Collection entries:
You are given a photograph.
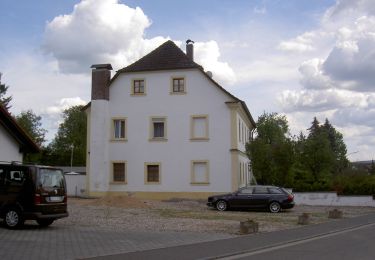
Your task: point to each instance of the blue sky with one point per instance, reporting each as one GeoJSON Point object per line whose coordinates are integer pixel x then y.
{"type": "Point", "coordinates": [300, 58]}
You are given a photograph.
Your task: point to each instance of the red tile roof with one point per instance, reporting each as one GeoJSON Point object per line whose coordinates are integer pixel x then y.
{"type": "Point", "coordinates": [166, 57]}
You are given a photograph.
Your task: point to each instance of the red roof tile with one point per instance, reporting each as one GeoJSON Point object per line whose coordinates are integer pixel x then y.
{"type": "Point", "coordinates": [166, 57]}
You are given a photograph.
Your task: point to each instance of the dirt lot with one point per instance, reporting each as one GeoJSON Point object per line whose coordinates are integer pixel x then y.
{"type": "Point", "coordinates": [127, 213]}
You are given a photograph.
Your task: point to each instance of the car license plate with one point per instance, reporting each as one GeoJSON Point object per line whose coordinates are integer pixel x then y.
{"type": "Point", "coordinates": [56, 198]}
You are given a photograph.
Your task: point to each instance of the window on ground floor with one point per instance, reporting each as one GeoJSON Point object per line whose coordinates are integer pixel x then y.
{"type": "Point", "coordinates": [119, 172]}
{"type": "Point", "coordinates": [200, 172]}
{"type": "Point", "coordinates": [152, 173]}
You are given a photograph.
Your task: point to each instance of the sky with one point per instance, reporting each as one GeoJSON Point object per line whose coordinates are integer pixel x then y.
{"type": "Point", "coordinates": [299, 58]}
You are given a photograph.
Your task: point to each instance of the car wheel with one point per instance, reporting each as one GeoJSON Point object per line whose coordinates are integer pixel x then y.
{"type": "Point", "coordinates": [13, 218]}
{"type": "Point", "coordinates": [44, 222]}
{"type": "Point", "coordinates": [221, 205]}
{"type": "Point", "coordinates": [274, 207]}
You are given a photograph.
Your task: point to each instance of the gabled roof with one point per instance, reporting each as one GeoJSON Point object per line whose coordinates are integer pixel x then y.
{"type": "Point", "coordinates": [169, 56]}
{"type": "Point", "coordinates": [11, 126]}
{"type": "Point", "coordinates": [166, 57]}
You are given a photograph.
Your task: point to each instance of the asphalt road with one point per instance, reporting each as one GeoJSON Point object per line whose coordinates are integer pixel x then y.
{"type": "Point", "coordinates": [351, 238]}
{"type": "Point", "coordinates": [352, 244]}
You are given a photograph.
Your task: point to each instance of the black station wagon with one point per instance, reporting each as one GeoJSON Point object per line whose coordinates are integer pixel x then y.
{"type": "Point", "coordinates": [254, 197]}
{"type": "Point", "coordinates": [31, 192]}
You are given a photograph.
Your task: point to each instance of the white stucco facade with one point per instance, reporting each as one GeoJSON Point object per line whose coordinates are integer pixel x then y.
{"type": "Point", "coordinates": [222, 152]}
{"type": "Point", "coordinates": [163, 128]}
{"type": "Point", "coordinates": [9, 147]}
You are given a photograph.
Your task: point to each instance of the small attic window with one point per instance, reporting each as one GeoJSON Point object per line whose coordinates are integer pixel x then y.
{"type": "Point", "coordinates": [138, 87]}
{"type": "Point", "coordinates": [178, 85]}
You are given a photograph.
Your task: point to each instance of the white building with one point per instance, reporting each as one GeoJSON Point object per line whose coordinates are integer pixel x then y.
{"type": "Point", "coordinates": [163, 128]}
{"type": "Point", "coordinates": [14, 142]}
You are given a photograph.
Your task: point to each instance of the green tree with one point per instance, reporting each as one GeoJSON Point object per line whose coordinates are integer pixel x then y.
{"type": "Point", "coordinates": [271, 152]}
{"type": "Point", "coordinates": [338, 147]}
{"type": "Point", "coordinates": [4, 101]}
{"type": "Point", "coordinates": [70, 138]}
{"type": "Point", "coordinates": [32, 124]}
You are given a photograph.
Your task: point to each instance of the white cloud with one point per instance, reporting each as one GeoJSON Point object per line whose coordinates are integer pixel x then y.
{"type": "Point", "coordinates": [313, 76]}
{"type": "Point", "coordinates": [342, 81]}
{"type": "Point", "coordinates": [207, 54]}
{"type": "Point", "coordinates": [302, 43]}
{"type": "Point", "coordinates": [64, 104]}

### Task to carry out:
Each entry above should be reproduced exactly, with the pictures removed.

### Reply:
You are given a photograph.
Your task: point to each instance of the blue sky with one point per instance, reporting each as one GeoJSON Point object per line whose coordinates are integer pixel x then y.
{"type": "Point", "coordinates": [300, 58]}
You are given a photograph.
Your task: point to each instance of the red tile roof with one point per instance, reporting each as one GeoJSON Point object per line whose coordinates are integer pixel x then y.
{"type": "Point", "coordinates": [166, 57]}
You are given a photograph.
Your task: point to each instance of the red roof tile with one point per instance, reporting each as one GeoJSON Point object per line whose coordinates are integer pixel x then y.
{"type": "Point", "coordinates": [166, 57]}
You are given a photograph.
Your task: point to each instance of the dirt lot with one point per instance, reporting each as one GeoJSON Point object per line whose coordinates are integer pixel x then y.
{"type": "Point", "coordinates": [127, 213]}
You are given a photograph.
Your task: point to each instance of the car license plate with one point per instance, reporting each as one GeoJSON Point object per line whose coordinates are integer pixel x then y.
{"type": "Point", "coordinates": [56, 198]}
You are given a photograph.
Your task: point to each instance of the window on ground floor with one point per instance, reporting each as one GeoJSON Point object per line whose coordinates are integer pixel x then y.
{"type": "Point", "coordinates": [119, 172]}
{"type": "Point", "coordinates": [200, 172]}
{"type": "Point", "coordinates": [152, 173]}
You are given a photograph.
Your task: point to each instance of the sky with one point per instance, reporting each as one GeoJSON Point object per line whose coordinates are integer pixel x then y.
{"type": "Point", "coordinates": [299, 58]}
You are given a photograph.
Your task: point to each instance of the car wheel with one point per instance, reporting each as one GeoJSON Point object per line whose coordinates are integer pixel x then y.
{"type": "Point", "coordinates": [13, 218]}
{"type": "Point", "coordinates": [44, 222]}
{"type": "Point", "coordinates": [221, 205]}
{"type": "Point", "coordinates": [274, 207]}
You are given a photograph.
Your task: point to each instance of the gabled roof with one point per instance, reporting each as one GeoJSON Point object per line whose coordinates are integer pixel x then y.
{"type": "Point", "coordinates": [169, 56]}
{"type": "Point", "coordinates": [11, 126]}
{"type": "Point", "coordinates": [166, 57]}
You are given a photograph.
Your task: point to each instance of the asphalt road with one point per instance, reporting each as one GeoJSON Point object per line whose coordinates are integer pixel x then y.
{"type": "Point", "coordinates": [351, 238]}
{"type": "Point", "coordinates": [352, 244]}
You are given a photograph.
Your task: point to each instance of the black station wagon with one point per instance, reporting each as one GeoJSON Point object per line whose coordinates are integer pixel x then y.
{"type": "Point", "coordinates": [254, 197]}
{"type": "Point", "coordinates": [31, 192]}
You are given a photograph.
Your task: point to each instance of the white stucco facade with one point per instance, reporting each as one GeoJSON Point object per line whose coordinates are integer pixel x then y.
{"type": "Point", "coordinates": [222, 152]}
{"type": "Point", "coordinates": [163, 128]}
{"type": "Point", "coordinates": [9, 147]}
You are given a photograph.
Your task: point to each instance of the small attic window with one point per instance, reporting each as one GeoJSON Point object per line whose coordinates are integer pixel x then y.
{"type": "Point", "coordinates": [138, 87]}
{"type": "Point", "coordinates": [178, 85]}
You are given a photograph.
Your task: point to each instance of the white building with one point per instance, reporting each as one GeoJSON Point object per line whose coordinates are integer pixel x then y.
{"type": "Point", "coordinates": [163, 128]}
{"type": "Point", "coordinates": [14, 142]}
You are given a photograph.
Your task: point to each instance of the green tree with one point per instance, reporting each as one GeoJSON Point object per line whose coordinates are integer pixel x then y.
{"type": "Point", "coordinates": [271, 152]}
{"type": "Point", "coordinates": [338, 147]}
{"type": "Point", "coordinates": [4, 101]}
{"type": "Point", "coordinates": [70, 138]}
{"type": "Point", "coordinates": [32, 124]}
You are given a photograph.
Your task: point to each instance of the white cloud with one point per instance, reporting each as one GeoJSON Point object per line whose coordinates are integer pixel x then y.
{"type": "Point", "coordinates": [313, 76]}
{"type": "Point", "coordinates": [342, 81]}
{"type": "Point", "coordinates": [207, 54]}
{"type": "Point", "coordinates": [302, 43]}
{"type": "Point", "coordinates": [64, 104]}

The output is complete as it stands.